## [Task instructions]
Below is a block of records; repeat all of them exactly.

## [Records to use]

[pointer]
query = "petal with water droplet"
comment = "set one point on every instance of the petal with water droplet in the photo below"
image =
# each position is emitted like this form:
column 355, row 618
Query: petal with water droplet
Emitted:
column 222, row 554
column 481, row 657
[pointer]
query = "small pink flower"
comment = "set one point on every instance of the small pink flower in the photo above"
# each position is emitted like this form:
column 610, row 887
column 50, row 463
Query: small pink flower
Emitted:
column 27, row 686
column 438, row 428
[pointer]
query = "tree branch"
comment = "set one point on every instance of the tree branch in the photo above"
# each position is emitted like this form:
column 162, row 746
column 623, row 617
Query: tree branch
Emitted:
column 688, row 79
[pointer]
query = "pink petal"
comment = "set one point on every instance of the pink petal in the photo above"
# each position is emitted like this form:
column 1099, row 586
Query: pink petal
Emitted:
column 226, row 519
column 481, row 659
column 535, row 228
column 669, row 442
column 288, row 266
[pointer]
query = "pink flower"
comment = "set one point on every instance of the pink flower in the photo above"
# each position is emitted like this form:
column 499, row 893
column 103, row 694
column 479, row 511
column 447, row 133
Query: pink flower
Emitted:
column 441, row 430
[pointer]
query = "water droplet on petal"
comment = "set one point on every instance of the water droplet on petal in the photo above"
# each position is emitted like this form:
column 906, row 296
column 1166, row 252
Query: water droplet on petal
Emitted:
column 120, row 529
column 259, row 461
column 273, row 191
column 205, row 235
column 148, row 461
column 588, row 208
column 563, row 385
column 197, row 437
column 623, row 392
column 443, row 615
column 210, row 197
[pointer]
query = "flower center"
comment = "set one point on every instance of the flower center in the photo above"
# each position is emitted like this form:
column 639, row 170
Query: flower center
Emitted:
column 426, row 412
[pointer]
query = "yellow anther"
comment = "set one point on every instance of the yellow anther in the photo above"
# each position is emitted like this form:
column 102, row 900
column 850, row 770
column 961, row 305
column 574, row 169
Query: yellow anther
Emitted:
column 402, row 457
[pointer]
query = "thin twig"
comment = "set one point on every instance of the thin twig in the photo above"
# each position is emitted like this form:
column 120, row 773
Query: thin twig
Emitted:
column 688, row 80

## [Solution]
[pointer]
query = "petal with water droplet"
comment = "set one point on every instance of the petal with water droplet in the photo below"
image =
# each position is emitted like this form:
column 355, row 618
Query: petal with water droplet
Emitted:
column 222, row 554
column 481, row 657
[pointer]
query = "small pink flower"
comment = "set one point on every instance of the small pink flower in the photo above"
# each position is emitted like this form:
column 610, row 887
column 50, row 463
Query: small pink flower
Emitted:
column 27, row 686
column 438, row 428
[pointer]
query = "tree branch"
comment = "set one point on every instance of the tree branch in the photo above"
# each position is emitted like this form:
column 162, row 746
column 623, row 617
Query: tree branch
Emitted:
column 688, row 79
[pointer]
query = "pink petal"
comment = "set one point on every instance of the pink petal in the photo above"
# each position is emitted like this form:
column 1099, row 586
Query: pink petal
Emitted:
column 226, row 519
column 481, row 659
column 535, row 228
column 669, row 442
column 288, row 266
[pointer]
query = "pink flower"
comment = "set one point on every instance of the pink flower in the photo above"
# each position is emitted like this form:
column 499, row 893
column 103, row 694
column 479, row 511
column 447, row 133
Query: pink flower
Emitted:
column 441, row 430
[pointer]
query = "water droplet on petal"
comment = "set one point on every instance of the water droplet on petal in the photo above"
# each position is emitted like this form:
column 906, row 296
column 1166, row 252
Query: water droplet on petal
Emitted:
column 120, row 529
column 259, row 461
column 273, row 191
column 205, row 235
column 148, row 461
column 588, row 208
column 563, row 385
column 197, row 437
column 623, row 392
column 443, row 615
column 210, row 197
[pointer]
query = "flower center"
comment = "set one point on every instance of the flower center in the photo above"
# each position is emitted like this form:
column 639, row 170
Query: flower center
Emitted:
column 426, row 412
[pointer]
query = "yellow anther"
comment = "set one point on every instance of the yellow anther in the photo above"
# each position is emitted like this form:
column 102, row 900
column 850, row 770
column 961, row 305
column 574, row 169
Query: yellow anther
Emitted:
column 402, row 457
[pointer]
query = "thin twig"
comment = "set one point on every instance of the thin twig in the photo above"
# each position is emitted like this form:
column 120, row 773
Query: thin twig
Emitted:
column 688, row 80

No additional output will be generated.